**Records supplied:**
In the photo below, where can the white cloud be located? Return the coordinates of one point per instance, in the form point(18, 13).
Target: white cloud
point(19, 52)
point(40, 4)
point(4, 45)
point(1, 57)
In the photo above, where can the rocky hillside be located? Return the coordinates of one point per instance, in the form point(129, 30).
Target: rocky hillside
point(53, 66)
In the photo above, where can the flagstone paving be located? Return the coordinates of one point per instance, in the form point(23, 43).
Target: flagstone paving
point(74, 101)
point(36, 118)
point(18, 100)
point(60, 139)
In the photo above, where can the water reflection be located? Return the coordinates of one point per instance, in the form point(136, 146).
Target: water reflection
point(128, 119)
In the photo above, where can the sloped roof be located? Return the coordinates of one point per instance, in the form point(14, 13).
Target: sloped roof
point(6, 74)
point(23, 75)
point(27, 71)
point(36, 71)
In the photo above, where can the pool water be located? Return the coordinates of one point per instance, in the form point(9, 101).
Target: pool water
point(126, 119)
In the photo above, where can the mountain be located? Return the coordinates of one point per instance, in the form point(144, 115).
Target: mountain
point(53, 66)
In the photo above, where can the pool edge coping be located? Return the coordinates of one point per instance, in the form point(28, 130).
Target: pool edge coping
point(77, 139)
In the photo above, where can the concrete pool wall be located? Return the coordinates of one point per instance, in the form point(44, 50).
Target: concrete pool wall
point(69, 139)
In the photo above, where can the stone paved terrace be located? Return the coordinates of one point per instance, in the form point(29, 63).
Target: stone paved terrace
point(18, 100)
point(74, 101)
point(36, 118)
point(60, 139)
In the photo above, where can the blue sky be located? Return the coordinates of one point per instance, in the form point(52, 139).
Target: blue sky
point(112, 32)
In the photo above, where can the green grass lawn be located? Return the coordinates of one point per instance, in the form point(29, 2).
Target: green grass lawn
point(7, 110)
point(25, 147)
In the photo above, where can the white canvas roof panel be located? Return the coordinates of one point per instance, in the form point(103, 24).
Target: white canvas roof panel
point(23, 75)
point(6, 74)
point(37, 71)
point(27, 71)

**Exercise details:** Copy down every item above word for word, with nothing changed.

**Solved problem:**
In the photo below, where can the white cloud be located? Return the coordinates of one point per instance, in the form point(18, 13).
Target: white cloud
point(19, 52)
point(40, 4)
point(4, 45)
point(1, 57)
In the photo above, where can the rocky hillside be located? Return the coordinates of one point per instance, in the form point(129, 30).
Target: rocky hillside
point(53, 66)
In the photo above, where can the flagstone paving be located? Return the coordinates of one point per instance, in the form point(23, 43).
Target: flagstone paving
point(74, 101)
point(36, 118)
point(18, 100)
point(60, 139)
In the photo above, where can the water reflection be located? Return the coordinates of one point per instance, in the form point(136, 146).
Target: water reflection
point(128, 119)
In the photo above, where can the sloped roof be located? Return the coordinates of one point per instance, in the form point(14, 13).
Target: sloped roof
point(6, 74)
point(23, 75)
point(27, 71)
point(36, 71)
In the photo above, where can the pool water be located? Return the coordinates of one point per instance, in the form point(9, 101).
Target: pool water
point(126, 119)
In the photo above, where can the mountain be located? Return the coordinates of one point per instance, in the form point(144, 115).
Target: mountain
point(53, 66)
In the photo above, where can the pool edge coping be located? Return the coordinates of one point per instance, in the form point(28, 130).
Target: pool edge coping
point(77, 139)
In the photo above, where can the concrete pool wall be located? Return the coordinates of one point per instance, in the form point(44, 50).
Target: concrete pool wall
point(69, 139)
In the photo above, where can the stone paved terrace be located? Return the coordinates of one point per instance, in the form point(29, 63).
Target: stone paved terrace
point(18, 100)
point(74, 101)
point(36, 118)
point(60, 139)
In the photo above, where can the blue sky be located? Return the coordinates of one point per instance, in the form point(52, 139).
Target: blue sky
point(112, 32)
In the photo above, where can the green grass lawn be located? Return the coordinates of one point per instance, in the form point(29, 2).
Target: green grass lawn
point(7, 110)
point(25, 147)
In the photo above, where can the white canvas roof panel be located? Return the coordinates of one point per instance, in the form point(103, 24).
Target: white canvas roof panel
point(23, 75)
point(6, 74)
point(37, 71)
point(27, 71)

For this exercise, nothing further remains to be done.